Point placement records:
• • •
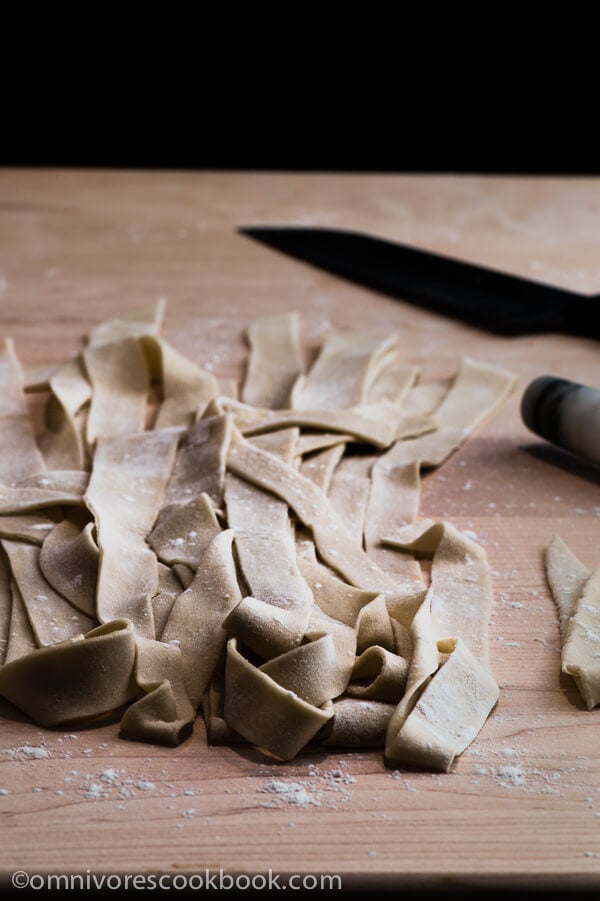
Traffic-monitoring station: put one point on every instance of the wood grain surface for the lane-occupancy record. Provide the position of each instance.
(522, 804)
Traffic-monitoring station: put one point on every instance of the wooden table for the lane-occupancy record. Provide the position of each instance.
(76, 247)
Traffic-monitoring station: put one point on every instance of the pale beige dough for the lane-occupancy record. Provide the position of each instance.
(63, 442)
(567, 578)
(275, 360)
(576, 592)
(125, 493)
(185, 388)
(286, 722)
(19, 454)
(120, 382)
(52, 618)
(345, 369)
(69, 561)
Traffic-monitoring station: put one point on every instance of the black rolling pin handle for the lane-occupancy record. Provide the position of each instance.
(565, 413)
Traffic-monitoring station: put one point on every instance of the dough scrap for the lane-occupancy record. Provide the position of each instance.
(275, 360)
(257, 558)
(576, 593)
(344, 371)
(125, 492)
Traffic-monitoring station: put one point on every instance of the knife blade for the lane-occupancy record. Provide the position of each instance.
(487, 298)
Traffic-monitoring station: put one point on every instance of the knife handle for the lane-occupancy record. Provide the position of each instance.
(564, 413)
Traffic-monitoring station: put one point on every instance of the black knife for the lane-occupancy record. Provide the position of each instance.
(496, 301)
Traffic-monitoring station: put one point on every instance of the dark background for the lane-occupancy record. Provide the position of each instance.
(267, 91)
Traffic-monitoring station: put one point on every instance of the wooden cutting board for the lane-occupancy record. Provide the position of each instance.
(523, 803)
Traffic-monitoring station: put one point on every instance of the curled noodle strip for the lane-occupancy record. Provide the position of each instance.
(176, 549)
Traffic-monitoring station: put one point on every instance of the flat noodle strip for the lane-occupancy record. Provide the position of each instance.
(69, 561)
(125, 493)
(371, 425)
(447, 716)
(313, 441)
(344, 371)
(393, 384)
(19, 454)
(199, 465)
(26, 500)
(567, 578)
(196, 620)
(357, 724)
(349, 490)
(576, 593)
(394, 500)
(21, 640)
(460, 592)
(334, 543)
(120, 382)
(185, 388)
(275, 360)
(334, 597)
(52, 618)
(27, 527)
(286, 723)
(268, 631)
(145, 320)
(580, 651)
(320, 467)
(437, 719)
(164, 714)
(183, 535)
(63, 443)
(100, 665)
(70, 481)
(379, 675)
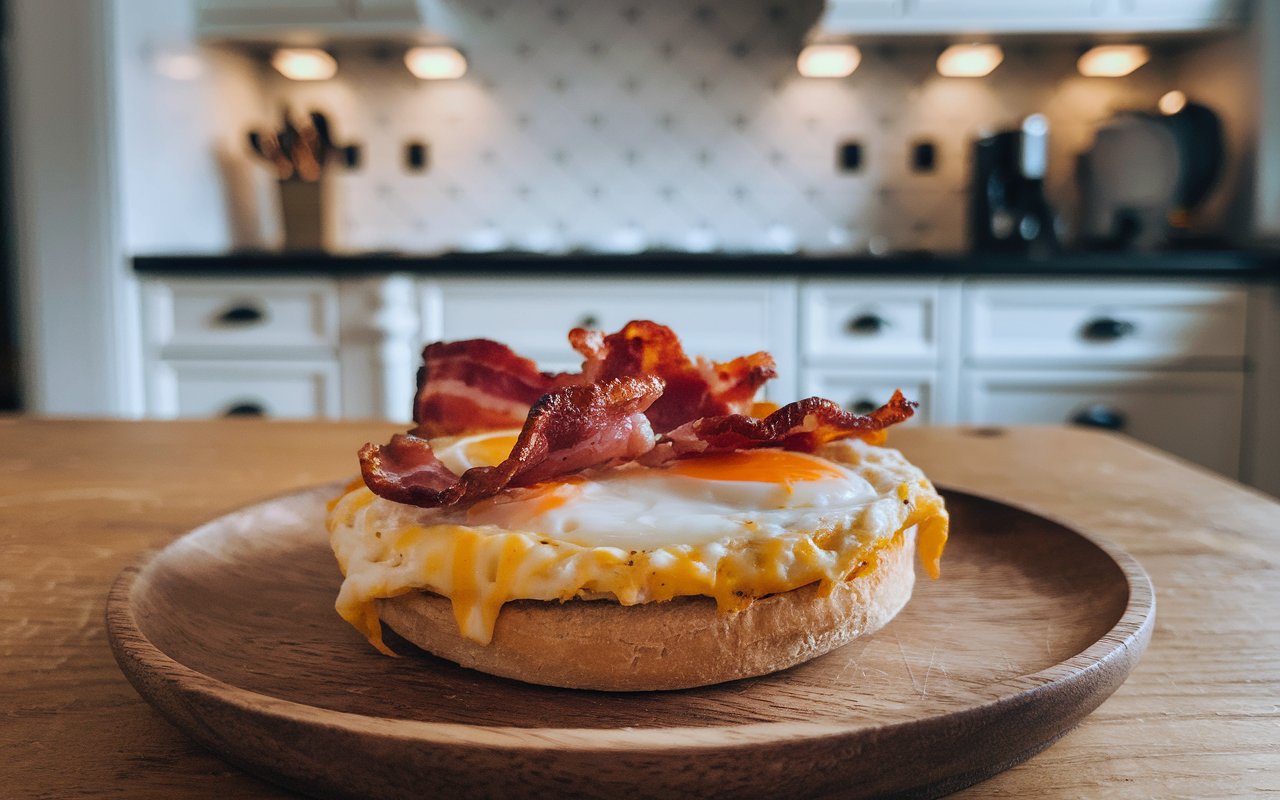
• • •
Which lines of the records contain the word "black"? Pull out each of them in full.

◆ **OUTPUT OF THE TASK**:
Traffic-monitoring station: put one point on every instance of the black rolling pin handle for the lane-occupancy record. Provide the position of each instance.
Traffic-monitoring station: put one point on every instance of the black knife for the lane-occupancy record. Provide the position of each instance.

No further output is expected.